* [Request A]:
In the listing, starting with the first line and going on through the line containing "80], [93, 57]]", swap "even-odd" for "nonzero" and give those lines again with everything else unchanged. Leave the pictures out.

### Document text ###

I generally don’t consider myself a fan of comedy movies qua comedy movies. So many of them seem to feature humor that is cruel and punches down (humor that hinges on mocking people who are already disadvantaged in our culture), or takes someone else’s embarrassment and expects me to laugh at it.

A prime example of this kind of humor is Bridesmaids, which I went to see because all the media around it kept harping on the notion that it was a make or break for women in comedy — as though if that movie failed, there would be a decade before there were any more comedies featuring women.

As it was, it did pretty well and paved the way for The HeatGirls Trip and Pitch Perfect and a lot of the other great women-led comedies of the past several years. (Not that it was the only thing paving the way for these films, but without it, some of them may not have been green lit.)

I found a lot of the movie terribly funny, but some scenes made me squirm and at least one made me want to wither and die right there in the theater. The scene where one of the characters, bitter that everyone else can afford to fly first class and she can’t, gets super drunk and makes a scene on the plane.

Watching someone continuously and egregiously push social boundaries like that tweaks my anxiety in the worst way. I’m sure there’s plenty of psychological issues inherent in my reaction, but it goes well beyond finding it not funny. It hurts.

I enjoy absurdist humor. I enjoy fourth-wall breaking and self-aware self-mockery. The Heat‘s humor all came out of the main characters being unapologetically what they were and then doing the best they could. They weren’t incompetent or bumbling, but they did behave outside of expectations for their jobs and gender sometimes. They felt real and honest and well-drawn. Most of the humor came out of their methods conflicting with each other and how they each learned to roll with the other’s style.

So I don’t actually hate comedies. I like them. But I’m wary of embracing them all sight unseen as a group the way I do scifi films or horror films. Yes there are films I can’t stand in the latter two genres, but there are a lot fewer and it feels like the reasons I don’t like those films are individual and specific rather than a systemic issue that builds to a whole sub-genre of things that make me squirm in discomfort.

Of course, this disinclination to engage with an entire genre can lead me to miss stuff that I should see.

### The records ###

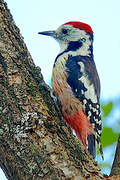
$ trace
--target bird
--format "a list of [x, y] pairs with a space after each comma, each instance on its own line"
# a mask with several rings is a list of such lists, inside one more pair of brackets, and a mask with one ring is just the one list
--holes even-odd
[[93, 55], [94, 33], [90, 25], [69, 21], [53, 31], [39, 32], [60, 45], [52, 70], [52, 88], [64, 121], [95, 159], [101, 145], [100, 79]]

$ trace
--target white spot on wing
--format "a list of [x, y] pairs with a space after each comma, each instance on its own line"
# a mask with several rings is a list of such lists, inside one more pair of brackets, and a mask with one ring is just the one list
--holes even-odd
[[93, 84], [90, 83], [87, 74], [85, 73], [85, 67], [82, 62], [78, 63], [81, 68], [81, 72], [83, 73], [83, 76], [79, 78], [79, 80], [84, 84], [87, 91], [84, 92], [84, 95], [87, 99], [90, 99], [93, 103], [97, 103], [97, 96], [95, 93], [95, 89]]

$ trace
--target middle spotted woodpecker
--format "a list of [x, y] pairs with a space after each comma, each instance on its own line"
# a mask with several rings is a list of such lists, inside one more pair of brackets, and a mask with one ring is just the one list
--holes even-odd
[[92, 28], [82, 22], [70, 21], [56, 31], [39, 34], [51, 36], [60, 44], [53, 67], [52, 87], [61, 103], [63, 119], [93, 158], [96, 142], [103, 157], [100, 80], [93, 57]]

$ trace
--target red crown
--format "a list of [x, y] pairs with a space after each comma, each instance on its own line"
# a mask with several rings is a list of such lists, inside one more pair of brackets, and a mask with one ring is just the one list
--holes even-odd
[[65, 23], [64, 25], [71, 25], [74, 28], [84, 30], [86, 33], [90, 33], [90, 34], [93, 33], [92, 28], [88, 24], [82, 23], [82, 22], [79, 22], [79, 21], [70, 21], [70, 22]]

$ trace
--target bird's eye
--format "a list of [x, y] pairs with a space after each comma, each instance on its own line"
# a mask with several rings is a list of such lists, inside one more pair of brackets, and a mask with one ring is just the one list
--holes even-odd
[[85, 42], [85, 41], [86, 41], [86, 39], [85, 39], [85, 38], [82, 38], [82, 39], [81, 39], [81, 41], [82, 41], [82, 42]]
[[62, 33], [67, 34], [68, 33], [67, 29], [62, 29]]

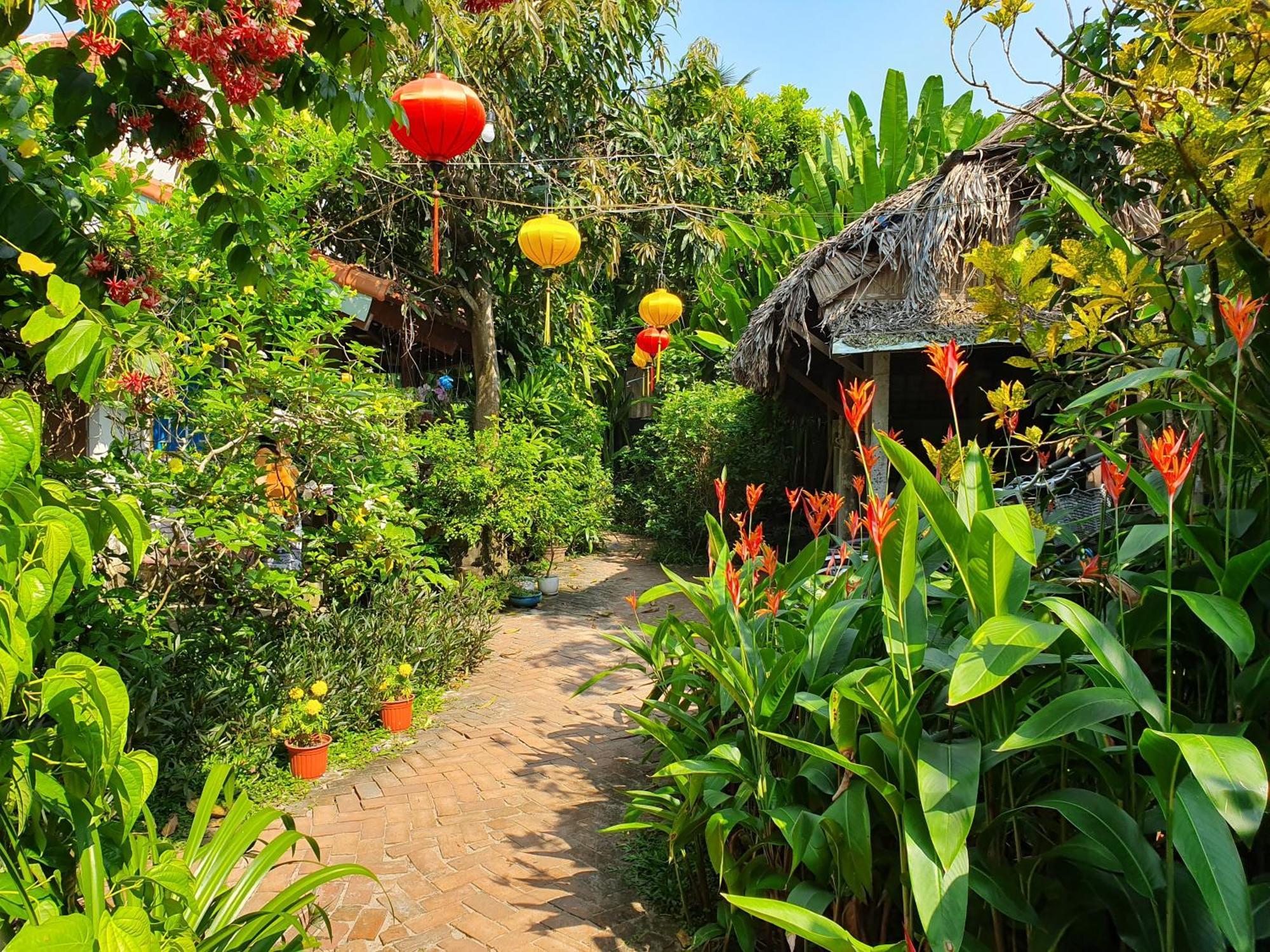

###

* [Request B]:
Name every kind of humor that the essay about comedy movies says its writer enjoys.

* [Expected output A]:
$ trace
--target bird
--format "a list of [x, y] pairs with a space after each comma, each instance on its own line"
# a mask with several rings is a list of such lists, inside one more pair of brackets, and a mask with one ring is just the one list
--holes nonzero
[[93, 55], [94, 33], [90, 25], [69, 21], [53, 31], [39, 32], [60, 45], [52, 70], [52, 88], [64, 121], [95, 159], [101, 145], [100, 79]]

$ trace
--target white spot on wing
--format "a list of [x, y] pairs with a space after each comma, each instance on its own line"
# a mask with several rings is a list of such lists, inside one more pair of brackets, and a mask with one ring is just the one list
--holes nonzero
[[93, 84], [90, 83], [87, 74], [85, 73], [85, 67], [82, 62], [78, 63], [81, 68], [81, 72], [83, 73], [83, 76], [79, 78], [79, 80], [84, 84], [87, 91], [84, 92], [84, 95], [87, 99], [90, 99], [93, 103], [97, 103], [97, 96], [95, 93], [95, 89]]

$ trace
--target middle spotted woodpecker
--format "a list of [x, y] pairs with a space after each comma, each instance on its own line"
# a mask with several rings is a list of such lists, inside one more pair of brackets, and a mask with one ring is just the one list
--holes nonzero
[[92, 28], [82, 22], [70, 21], [56, 31], [39, 34], [51, 36], [60, 44], [53, 67], [52, 87], [61, 103], [63, 119], [93, 158], [96, 142], [103, 157], [100, 80], [93, 57]]

* [Expected output B]:
- absurdist humor
- fourth-wall breaking
- self-aware self-mockery